Attività:
Prosegui l'articolo sulle parole che i pazienti oncologici non vogliono sentire, ripartendo subito dopo l'ultima frase riportata.

Brano di lettura:
Le parole che i pazienti oncologici non vogliono sentire

Feb 25, 2019

Un convegno per orientarsi in un mare di notizie. Tra frasi sbagliate, fake e voglia di normalità
di Francesca Lici

Le parole che i pazienti oncologici non vogliono sentireCi sono parole che i pazienti oncologici non vogliono proprio sentire. Nè leggere, se possibile. Ecco un piccolo campionario di vocaboli pronunciati senza troppo pensare o peggio ancora che denotano una sensibilità ridotta ai minimi termini: «Survivor, vittoria, sconfitta». Che dire poi di termini come «guerra», «guerriere» o «guerrieri»? Fidatevi, voi pensate di essere stati originali, vicini, solidali. Ma ai vostri parenti, amici o conoscenti avrete provocato sicuramente fastidio. Il consiglio viene proprio da alcune pazienti oncologiche intervenute all’incontro «Come orientarsi in un mare di notizie», promosso da IncontraDonna Onlus, che si è svolto lo scorso sabato presso l’Ordine dei medici di Roma.

Non solo parole, ma anche immagini. «Basta volti emaciati, con foulard e sguardi depressi – ha detto una ragazza – Le persone che sono in terapia per un tumore vivono, lavorano, vanno avanti». E poi: «Ecco – ha raccontato una giovane in trattamento per un tumore al seno – io ho ripreso a lavorare, sto rientrando». «Continuo ad andare a scuola – ha aggiunto una maestra – a stare con i bambini, ho il busto per via delle metastasi ossee, ma vado avanti».

Dati forniti:
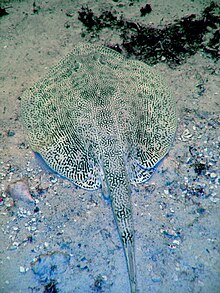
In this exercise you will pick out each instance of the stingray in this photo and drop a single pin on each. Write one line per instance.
(104, 123)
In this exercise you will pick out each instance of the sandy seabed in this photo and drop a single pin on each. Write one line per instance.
(72, 232)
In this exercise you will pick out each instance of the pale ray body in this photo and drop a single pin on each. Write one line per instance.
(102, 122)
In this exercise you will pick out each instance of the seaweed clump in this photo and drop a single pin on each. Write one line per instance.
(172, 43)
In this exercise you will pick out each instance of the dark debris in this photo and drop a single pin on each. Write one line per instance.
(3, 12)
(171, 43)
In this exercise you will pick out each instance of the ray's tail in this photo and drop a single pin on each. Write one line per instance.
(120, 193)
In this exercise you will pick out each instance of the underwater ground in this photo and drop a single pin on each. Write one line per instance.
(55, 237)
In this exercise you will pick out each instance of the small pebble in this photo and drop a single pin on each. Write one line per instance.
(213, 175)
(19, 190)
(10, 133)
(22, 269)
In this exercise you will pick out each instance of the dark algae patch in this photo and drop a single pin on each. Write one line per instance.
(171, 43)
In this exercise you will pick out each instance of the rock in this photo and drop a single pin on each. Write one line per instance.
(48, 266)
(19, 190)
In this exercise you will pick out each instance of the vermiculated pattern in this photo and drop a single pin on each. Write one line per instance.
(102, 122)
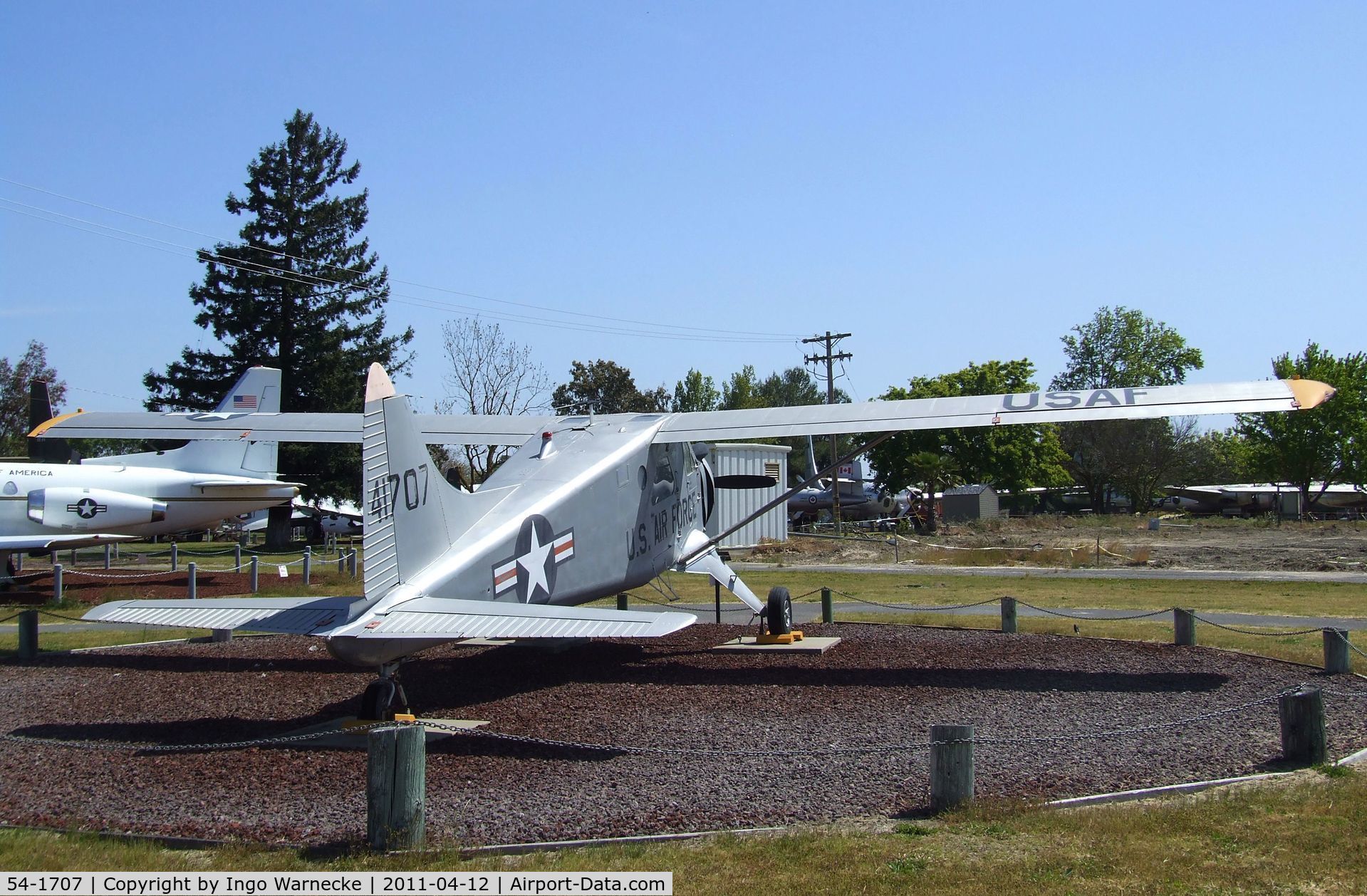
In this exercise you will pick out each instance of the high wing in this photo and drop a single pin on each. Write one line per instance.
(812, 420)
(995, 410)
(279, 615)
(58, 543)
(438, 429)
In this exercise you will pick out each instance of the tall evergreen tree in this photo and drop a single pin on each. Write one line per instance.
(301, 291)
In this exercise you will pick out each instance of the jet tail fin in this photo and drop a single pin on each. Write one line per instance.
(412, 513)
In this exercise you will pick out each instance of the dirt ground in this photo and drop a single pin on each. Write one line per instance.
(1064, 541)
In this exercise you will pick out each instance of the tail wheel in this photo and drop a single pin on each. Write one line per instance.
(378, 701)
(778, 615)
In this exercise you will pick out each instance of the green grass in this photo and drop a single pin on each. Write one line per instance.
(1296, 835)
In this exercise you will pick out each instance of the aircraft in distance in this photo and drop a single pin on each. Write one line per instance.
(587, 509)
(1249, 499)
(52, 506)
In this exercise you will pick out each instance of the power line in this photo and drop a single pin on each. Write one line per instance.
(449, 291)
(400, 298)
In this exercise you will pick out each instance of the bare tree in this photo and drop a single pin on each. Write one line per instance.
(489, 375)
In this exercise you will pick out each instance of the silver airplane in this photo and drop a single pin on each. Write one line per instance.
(587, 509)
(55, 506)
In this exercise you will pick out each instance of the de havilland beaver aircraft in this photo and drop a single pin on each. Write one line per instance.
(53, 506)
(587, 509)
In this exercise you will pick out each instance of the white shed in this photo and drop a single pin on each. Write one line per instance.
(736, 504)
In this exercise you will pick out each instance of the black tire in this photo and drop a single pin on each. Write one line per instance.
(778, 615)
(378, 701)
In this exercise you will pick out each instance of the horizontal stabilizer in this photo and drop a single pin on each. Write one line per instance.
(58, 543)
(453, 618)
(279, 615)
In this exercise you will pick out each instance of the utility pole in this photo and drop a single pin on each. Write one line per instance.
(830, 358)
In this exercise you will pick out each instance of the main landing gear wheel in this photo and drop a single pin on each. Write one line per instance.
(778, 615)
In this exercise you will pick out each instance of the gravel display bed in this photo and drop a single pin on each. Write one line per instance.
(882, 684)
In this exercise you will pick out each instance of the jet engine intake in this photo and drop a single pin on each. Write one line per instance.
(92, 509)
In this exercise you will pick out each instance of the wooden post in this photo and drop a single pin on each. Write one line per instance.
(1008, 615)
(29, 634)
(395, 788)
(952, 765)
(1336, 652)
(1303, 726)
(1184, 627)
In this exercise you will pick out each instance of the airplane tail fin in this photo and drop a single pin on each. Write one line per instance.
(412, 513)
(257, 390)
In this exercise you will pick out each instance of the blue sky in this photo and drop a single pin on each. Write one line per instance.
(946, 182)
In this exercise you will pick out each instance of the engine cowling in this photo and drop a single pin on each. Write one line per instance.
(92, 509)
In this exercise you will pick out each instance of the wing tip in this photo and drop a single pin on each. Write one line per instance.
(1310, 392)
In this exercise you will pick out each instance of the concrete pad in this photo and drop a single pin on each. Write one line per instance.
(806, 645)
(342, 738)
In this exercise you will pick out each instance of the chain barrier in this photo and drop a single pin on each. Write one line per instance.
(913, 608)
(1265, 634)
(122, 577)
(1096, 619)
(633, 749)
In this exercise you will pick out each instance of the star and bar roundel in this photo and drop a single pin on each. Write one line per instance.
(531, 570)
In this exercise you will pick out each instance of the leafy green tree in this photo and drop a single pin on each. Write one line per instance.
(696, 392)
(14, 395)
(1324, 444)
(303, 293)
(742, 391)
(1011, 458)
(938, 472)
(1121, 348)
(607, 388)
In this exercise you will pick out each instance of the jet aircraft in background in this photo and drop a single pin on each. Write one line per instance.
(53, 506)
(1249, 499)
(587, 509)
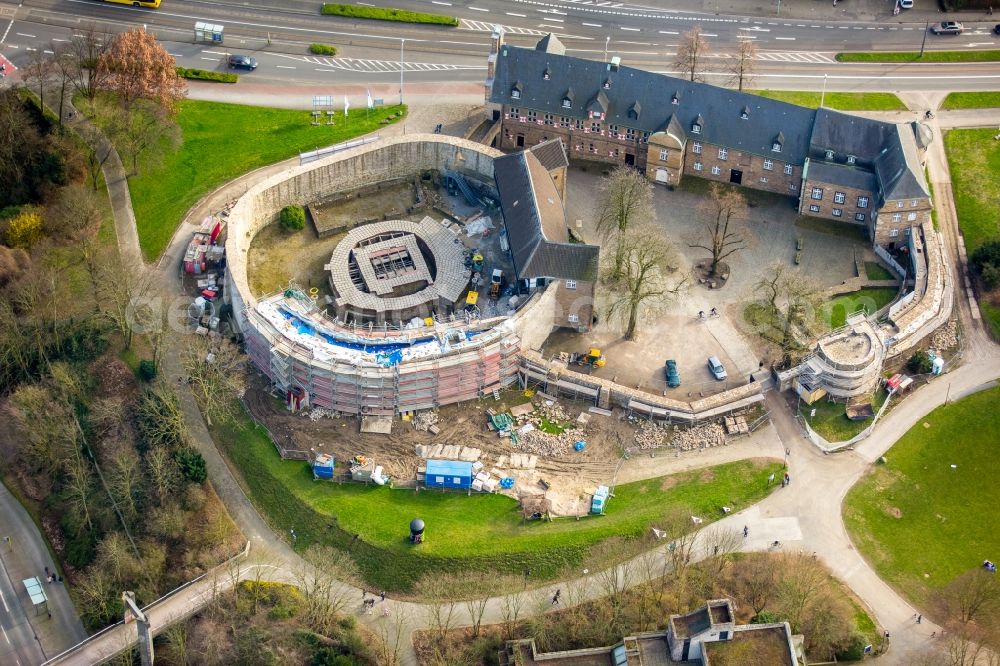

Risposta:
All’incontro sì è parlato di informazione in ambito medico, di come orientarsi tra sensazionalismo mediatico, fake news, social media e di come i medici debbano approcciare pazienti che arrivano da loro, portando quasi sempre, insieme con le cartelle degli esami, una ricerca autodidatta sul web. Lo ha spiegato Carlo Capalbo, oncologo dell’ospedale Sant’Andrea di Roma, che ha affrontato gli argomenti più alla ribalta sulla stampa come immunoterapia, protocolli sperimentali tra Usa e Italia, ma anche quello che è assente sui giornali ovvero le patologie oncologiche negli anziani. Insomma, un po’ di fantasia. Arricchiamo il nostro linguaggio, troviamo le parole giuste, perchè chi è alle prese con cure invasive desidera certamente sostegno. Ma cerca anche tanta normalità. E il solito campionario di vocaboli diventa solo un altro fastidio quotidiano.